» Instructions
A) List every kind of animal that the extract says was watched in the neighborhood corner on Sunday morning.
B) Summarize the extract in two sentences.
C) Answer these questions from the extract, one per line:
(i) In what year were the footprints first discovered?
(ii) Which publication ran "Utu in the Anthropocene"?
(iii) About how large is the corner of land in the Albuquerque neighborhood?

The footprints were first discovered in 2009 by David Bustos, the park’s resource program manager. Over the years, he has brought in an international team of scientists to help make sense of the finds.  

Together, they have found thousands of human footprints across 80,000 acres of the park. One path was made by someone walking in a straight line for a mile and a half. Another shows a mother setting her baby down on the ground. Other tracks were made by children. 

Looking beyond the Southwest, I also want to mention two other stories: “Utu in the Anthropocene” in Places Journal about redesigning colonial landscapes and the Māori concept of reciprocity, and “Does Nature Have Rights? A Burgeoning Legal Movement Says Rivers, Forests and Wildlife Have Standing, Too” at Inside Climate News. 

While the need for change really does lie with governments, corporations, and industries, our individual choices and actions matter. I realized that again on Sunday morning while sitting with a friend and watching a small, untidy corner of land in my Albuquerque neighborhood.   

This corner I love is maybe an eighth of an acre in size; just a spot my neighbor left outside the confines of her walled yard. There’s a motley assortment of cholla, tamarisk, desert willow, yucca, sage, and mulberry, locust, and conifer trees. It's like a mini high desert forest—complete with a messy forest litter of dead cholla branches, leaf litter, and pine needles, as well as a busy, overlapping canopy—and I’m always amazed by how much wildlife it supports. (It stands in contrast, by the way, to a lot across the street razed to barrenness last year for a big, new house.)
 
Drinking our coffee, we watched a family of curve-billed thrashers dart in and out from the cholla that hosts their nest. Rabbits foraged under the brush and woodpeckers knocked on locust pods. Roadrunners fluffed their feathers in the cool morning sun and ran across the street—necks outstretched.

» Information supplied
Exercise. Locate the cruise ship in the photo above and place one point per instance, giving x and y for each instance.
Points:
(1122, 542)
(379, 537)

» Solution set
A)
curve-billed thrashers
rabbits
woodpeckers
roadrunners

B) David Bustos, the park's resource program manager, first discovered the footprints in 2009, and with an international team of scientists he has found thousands of human footprints across 80,000 acres of the park. The extract also mentions two other stories and describes a small, untidy corner of land in an Albuquerque neighborhood that is like a mini high desert forest and supports thrashers, rabbits, woodpeckers, and roadrunners.

C)
(i) 2009
(ii) Places Journal
(iii) Maybe an eighth of an acre